WHAT THE TASK ASKS
Can you transcribe all of the material below, line for line, without changing a single character?

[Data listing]
>> begin

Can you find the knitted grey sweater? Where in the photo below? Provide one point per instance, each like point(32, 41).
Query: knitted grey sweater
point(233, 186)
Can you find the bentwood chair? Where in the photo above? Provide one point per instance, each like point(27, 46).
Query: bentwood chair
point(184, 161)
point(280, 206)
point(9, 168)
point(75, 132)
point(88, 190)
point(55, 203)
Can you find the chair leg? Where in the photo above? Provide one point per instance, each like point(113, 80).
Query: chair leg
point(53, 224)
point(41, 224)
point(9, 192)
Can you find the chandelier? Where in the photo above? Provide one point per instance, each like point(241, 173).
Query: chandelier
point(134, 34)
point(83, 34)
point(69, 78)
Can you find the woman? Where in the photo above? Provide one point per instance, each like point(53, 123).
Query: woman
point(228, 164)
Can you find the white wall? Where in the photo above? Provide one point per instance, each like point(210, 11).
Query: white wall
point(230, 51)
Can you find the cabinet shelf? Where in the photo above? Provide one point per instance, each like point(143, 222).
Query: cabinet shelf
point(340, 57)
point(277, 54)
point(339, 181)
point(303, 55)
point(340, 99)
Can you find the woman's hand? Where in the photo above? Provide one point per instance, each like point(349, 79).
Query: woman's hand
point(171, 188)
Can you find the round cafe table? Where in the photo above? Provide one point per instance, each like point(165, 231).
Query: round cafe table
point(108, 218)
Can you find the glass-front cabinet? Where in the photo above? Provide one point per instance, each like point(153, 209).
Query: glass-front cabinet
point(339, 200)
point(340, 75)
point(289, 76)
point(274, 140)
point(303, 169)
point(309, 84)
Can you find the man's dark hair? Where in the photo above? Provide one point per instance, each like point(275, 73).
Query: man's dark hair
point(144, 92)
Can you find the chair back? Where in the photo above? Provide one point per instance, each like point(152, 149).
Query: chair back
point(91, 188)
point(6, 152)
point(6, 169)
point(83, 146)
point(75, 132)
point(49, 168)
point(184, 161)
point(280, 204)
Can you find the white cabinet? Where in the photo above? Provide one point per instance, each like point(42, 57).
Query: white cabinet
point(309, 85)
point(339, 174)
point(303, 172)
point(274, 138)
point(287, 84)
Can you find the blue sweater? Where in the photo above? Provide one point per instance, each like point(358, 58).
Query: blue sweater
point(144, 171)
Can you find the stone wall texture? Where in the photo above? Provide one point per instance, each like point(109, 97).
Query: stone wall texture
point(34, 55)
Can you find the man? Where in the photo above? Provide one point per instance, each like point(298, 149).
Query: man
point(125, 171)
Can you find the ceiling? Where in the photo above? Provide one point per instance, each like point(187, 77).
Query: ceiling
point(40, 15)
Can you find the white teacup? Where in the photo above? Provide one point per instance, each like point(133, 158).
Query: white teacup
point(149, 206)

>> end

RESPONSE TO THE TASK
Can you find the knitted grey sweater? Where in the photo below? Provide one point per instance, each like point(32, 41).
Query: knitted grey sweater
point(233, 186)
Can you find the bentwood chair? Where in the photo above? Provide one point per instance, each like point(27, 46).
Query: bentwood chair
point(184, 161)
point(280, 206)
point(9, 168)
point(75, 132)
point(88, 190)
point(55, 203)
Can you find the chair leg? Where in the photo above? Provide one point per instance, each like point(113, 80).
Query: chair leg
point(53, 224)
point(41, 224)
point(9, 192)
Can you find the chandelier? Where in the photo above? Provide one point per instance, each like point(241, 173).
Query: chandelier
point(134, 34)
point(83, 34)
point(69, 78)
Can you find the woman? Where in the photo above? Provide one point per instance, each like point(53, 123).
Query: woman
point(228, 164)
Can you find the white wall? Where in the photo above? Provide one point per instance, each like point(210, 11).
Query: white wall
point(230, 51)
Can you find the cabinet shelf? Where in the photo above? Provide one point per instance, each like point(143, 222).
Query: cabinet shelf
point(340, 57)
point(277, 54)
point(339, 181)
point(303, 55)
point(340, 99)
Can you find the woman's hand? Where in the photo above? Provide one point per instance, each like point(349, 79).
Query: woman's hand
point(171, 188)
Can you find the round cafe table? Where in the photo above? Provide one point per instance, each like point(165, 231).
Query: round cafe table
point(108, 218)
Can you find the glass-front cabinet? Where in the photo above? Provide one point per instance, each like point(153, 209).
Query: glass-front cabinet
point(339, 200)
point(340, 75)
point(289, 76)
point(274, 140)
point(303, 169)
point(309, 84)
Can you find the man's dark hair? Where in the photo above? Provide one point per instance, each like point(275, 73).
Query: man's dark hair
point(144, 92)
Can you find the chair back? Where in the photo above? Provide one point per instance, each like point(152, 149).
Query: chair back
point(91, 188)
point(6, 152)
point(6, 169)
point(83, 146)
point(75, 132)
point(49, 168)
point(184, 161)
point(280, 204)
Can you find the white cabinet? Where in the photo above? Provide one point per instance, each like point(42, 57).
Query: white cabinet
point(309, 85)
point(339, 174)
point(303, 172)
point(274, 138)
point(287, 84)
Can you find the blue sweater? Where in the photo above? Provide one point per instance, each like point(358, 58).
Query: blue sweater
point(144, 171)
Can you find the stone wall texture? Where in the photo above? Provide one point per instance, each like point(109, 97).
Query: stone wall texture
point(34, 55)
Can you find the man? Where in the photo above? Provide one point per instance, each like point(298, 149).
Query: man
point(125, 171)
Can you find the ceiling? Where in the photo above? Provide one point per instance, each like point(187, 77).
Query: ceiling
point(40, 15)
Can you find the white teacup? Where in the photo above? Provide one point per instance, each like point(133, 158).
Query: white teacup
point(149, 206)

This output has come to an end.